[Given records]

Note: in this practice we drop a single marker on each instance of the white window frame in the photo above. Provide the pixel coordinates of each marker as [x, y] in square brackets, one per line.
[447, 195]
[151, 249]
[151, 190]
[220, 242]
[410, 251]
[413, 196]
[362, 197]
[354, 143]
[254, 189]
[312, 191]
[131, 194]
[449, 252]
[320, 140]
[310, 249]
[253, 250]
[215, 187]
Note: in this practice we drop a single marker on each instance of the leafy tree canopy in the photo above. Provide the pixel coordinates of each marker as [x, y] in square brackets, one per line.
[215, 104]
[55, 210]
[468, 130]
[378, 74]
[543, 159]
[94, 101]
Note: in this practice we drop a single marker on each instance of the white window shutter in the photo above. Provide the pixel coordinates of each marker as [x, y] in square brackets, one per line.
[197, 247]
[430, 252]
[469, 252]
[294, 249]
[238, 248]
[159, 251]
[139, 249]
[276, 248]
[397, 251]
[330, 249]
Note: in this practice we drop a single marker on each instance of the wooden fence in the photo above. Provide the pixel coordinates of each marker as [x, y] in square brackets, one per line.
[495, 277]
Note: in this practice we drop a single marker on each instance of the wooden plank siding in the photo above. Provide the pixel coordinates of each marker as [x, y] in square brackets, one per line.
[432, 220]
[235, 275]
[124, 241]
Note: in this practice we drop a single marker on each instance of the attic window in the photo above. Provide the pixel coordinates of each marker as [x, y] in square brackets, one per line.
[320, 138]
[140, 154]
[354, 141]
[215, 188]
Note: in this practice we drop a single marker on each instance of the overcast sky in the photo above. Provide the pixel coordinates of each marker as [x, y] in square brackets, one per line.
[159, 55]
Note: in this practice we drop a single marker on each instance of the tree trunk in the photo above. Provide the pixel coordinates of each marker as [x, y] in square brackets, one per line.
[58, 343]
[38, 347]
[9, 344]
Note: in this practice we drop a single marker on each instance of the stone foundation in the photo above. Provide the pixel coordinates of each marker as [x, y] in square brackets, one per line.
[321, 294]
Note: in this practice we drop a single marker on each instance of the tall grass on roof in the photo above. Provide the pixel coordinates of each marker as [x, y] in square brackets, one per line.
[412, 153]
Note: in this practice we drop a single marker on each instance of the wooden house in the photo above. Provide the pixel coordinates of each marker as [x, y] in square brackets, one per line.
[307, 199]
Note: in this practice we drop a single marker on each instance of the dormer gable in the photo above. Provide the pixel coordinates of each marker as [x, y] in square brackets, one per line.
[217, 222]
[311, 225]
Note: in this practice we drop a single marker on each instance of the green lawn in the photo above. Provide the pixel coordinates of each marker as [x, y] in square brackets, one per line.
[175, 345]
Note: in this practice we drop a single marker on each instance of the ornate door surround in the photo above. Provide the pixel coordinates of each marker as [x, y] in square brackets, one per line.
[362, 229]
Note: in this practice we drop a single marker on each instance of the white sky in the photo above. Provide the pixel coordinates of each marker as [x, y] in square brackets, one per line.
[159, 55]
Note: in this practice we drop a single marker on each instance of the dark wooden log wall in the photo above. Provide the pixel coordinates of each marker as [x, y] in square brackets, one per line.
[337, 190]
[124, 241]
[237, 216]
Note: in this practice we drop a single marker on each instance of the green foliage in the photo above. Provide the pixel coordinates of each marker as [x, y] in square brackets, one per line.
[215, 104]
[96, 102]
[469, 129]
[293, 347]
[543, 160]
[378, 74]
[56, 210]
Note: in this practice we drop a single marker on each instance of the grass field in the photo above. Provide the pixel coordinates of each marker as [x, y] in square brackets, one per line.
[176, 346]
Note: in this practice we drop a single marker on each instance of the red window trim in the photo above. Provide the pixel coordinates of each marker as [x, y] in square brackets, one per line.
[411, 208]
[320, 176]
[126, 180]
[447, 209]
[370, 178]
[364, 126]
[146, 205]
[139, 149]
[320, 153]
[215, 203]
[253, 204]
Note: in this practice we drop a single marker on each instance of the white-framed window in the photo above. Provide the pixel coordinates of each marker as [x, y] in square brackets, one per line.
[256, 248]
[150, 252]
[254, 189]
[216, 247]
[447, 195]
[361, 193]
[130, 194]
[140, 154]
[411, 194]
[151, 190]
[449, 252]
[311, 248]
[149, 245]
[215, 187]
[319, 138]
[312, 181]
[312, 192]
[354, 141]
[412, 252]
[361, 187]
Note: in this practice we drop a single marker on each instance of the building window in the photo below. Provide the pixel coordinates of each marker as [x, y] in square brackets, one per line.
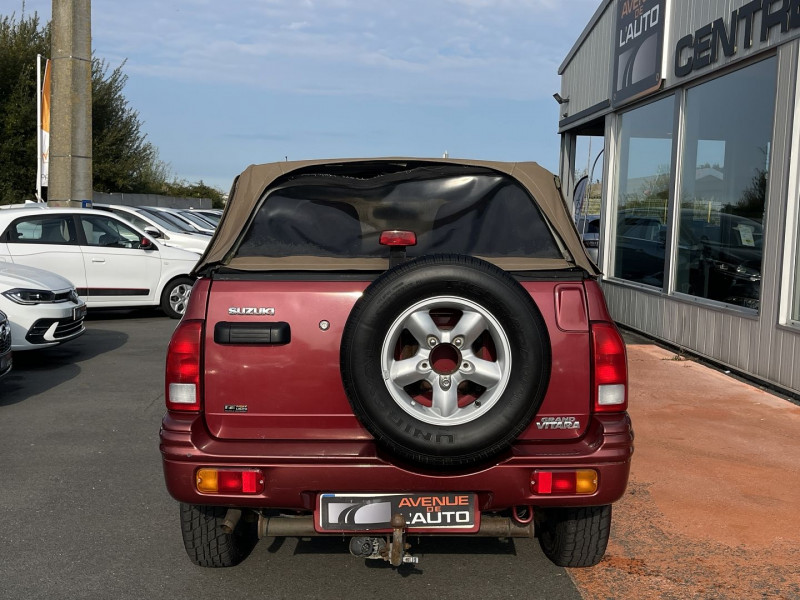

[/Given records]

Retype each record exactly as it stands, but do not include the pictures.

:: Output for this exercise ::
Note: in this practice we drop a single marker on each instance of the white window frame in the photo above. Provide the pixel coordinates of each marker as [x, y] in square brackets, one per line.
[447, 195]
[151, 249]
[151, 190]
[220, 242]
[410, 251]
[413, 196]
[362, 197]
[354, 143]
[254, 189]
[312, 191]
[131, 194]
[449, 252]
[320, 140]
[310, 249]
[253, 250]
[215, 187]
Note: in this practice we drop a single marker on each instance of the leafy tree canopy in the photo above. Provide the pixel coordinates of each marker as [x, y] in square brackets, one per line.
[215, 104]
[55, 210]
[468, 130]
[378, 74]
[543, 159]
[94, 101]
Note: in this practice we drop a single marker on each instance of the white window shutter in the photo above. Provide the pixel coordinates of each marker as [x, y] in square brackets, one per line.
[197, 247]
[430, 252]
[469, 252]
[294, 249]
[238, 248]
[159, 251]
[139, 249]
[276, 248]
[397, 251]
[330, 249]
Note: in this practice we drop a single marker on each instance of the wooden fence in the photo above. Provide the pixel coordinates of each marker as [x, y] in square brackets, one per line.
[495, 277]
Note: in this practice we drop a single marker on each instance of the wooden plank siding in the photo above. Provide the pixel coordinates of each marker as [x, y] in square brackets, one per line.
[432, 220]
[235, 275]
[124, 241]
Note: in this practice we drop a single marker on each instance of the attic window in the photo above. Provide the pixel coordinates of each marker as [x, y] in square brackets, one per line.
[320, 138]
[140, 154]
[354, 141]
[215, 188]
Note: in this practice we drop a single marker on each instance of the overcast sky in the photo above. Provide the pixel coordinates of each marker as [x, y] in square brackets, one per line.
[159, 55]
Note: in this practice we drop a single marker on each instance of the tree trunk in the photo above. Provide the pixel coordinates of each marker as [x, y] in square brackets, one per line.
[58, 343]
[38, 347]
[9, 344]
Note: in this practice we drop a single marker on each instance of the stone foundation in the photo above. Provide the pixel coordinates of each marker as [x, y] in square brackets, one per line.
[321, 294]
Note: in this practice we drop a single marker on each instance of the tall grass on roof in the photo above. Provide the pixel coordinates of each marker as [x, y] in square brackets, one per line.
[412, 153]
Note: in this practice we drop a single marker on each instance of the wooden house in the photo above. Provide the pixel coordinates of each marker as [x, y] in square brackets, one per line.
[307, 199]
Note: in this practice we drop a single marker on each instance of the dormer gable in the photo above. Provide the pixel coordinates of each marker as [x, y] in square brackets, one per line.
[217, 222]
[311, 225]
Note: in this practice we drop a single marker on each instance of the green lawn in the photo above. Provide the pixel coordinates of each marker as [x, y] in square brackets, one per line.
[175, 345]
Note: in this practice we drop a single marker on each instance of the ornate door surround in the photo above. Provide the pixel coordinates of each marker as [x, y] in square brackets, one per line.
[362, 229]
Note: in this practice we drop a single marker on each instance of the white sky in the photo above. Provide the pixel coordinates of each marker as [x, y] in square brackets, one per line.
[159, 55]
Note: in this practice we drop a single marker on each instance of the dark wooden log wall in the photo above. Provide the pixel coordinates of each marker as [x, y] in square brackets, one per line.
[337, 190]
[124, 241]
[237, 216]
Note: in this practice we drop a single marker on each instance of the green foliage in the photo above. Provide the pixel coordinates of each marker as [x, y] in square brackets, one per line.
[215, 104]
[96, 102]
[469, 129]
[293, 347]
[543, 160]
[378, 74]
[56, 210]
Note: in this practice we drop a single marker on each instance of the grass field in the photo above. Provide the pixel coordinates of each marker as [x, y] in square brackets, one per line.
[176, 346]
Note: in this practice we drop a single marker on each instance of the red window trim in the photo above. Provide the pixel coordinates of each marker as [x, y] in square brackets, one per line.
[411, 208]
[320, 176]
[126, 180]
[447, 209]
[370, 178]
[364, 126]
[146, 205]
[139, 149]
[320, 153]
[215, 203]
[253, 204]
Note: in this practice we drop a single marker on each instance of the white-framed window in the photo above. Provide the pixel coordinates of each marker as [x, y] in square brackets, one per line.
[256, 248]
[150, 252]
[254, 189]
[216, 247]
[447, 195]
[361, 193]
[130, 194]
[140, 154]
[411, 194]
[151, 190]
[449, 252]
[311, 248]
[149, 245]
[215, 187]
[319, 138]
[312, 181]
[312, 192]
[354, 141]
[412, 252]
[361, 187]
Note: in this practice we drop a single marker on each instance of the building window in the photo below. Provide the pixel coordinates of each marker as [x, y] in square brackets, one per line.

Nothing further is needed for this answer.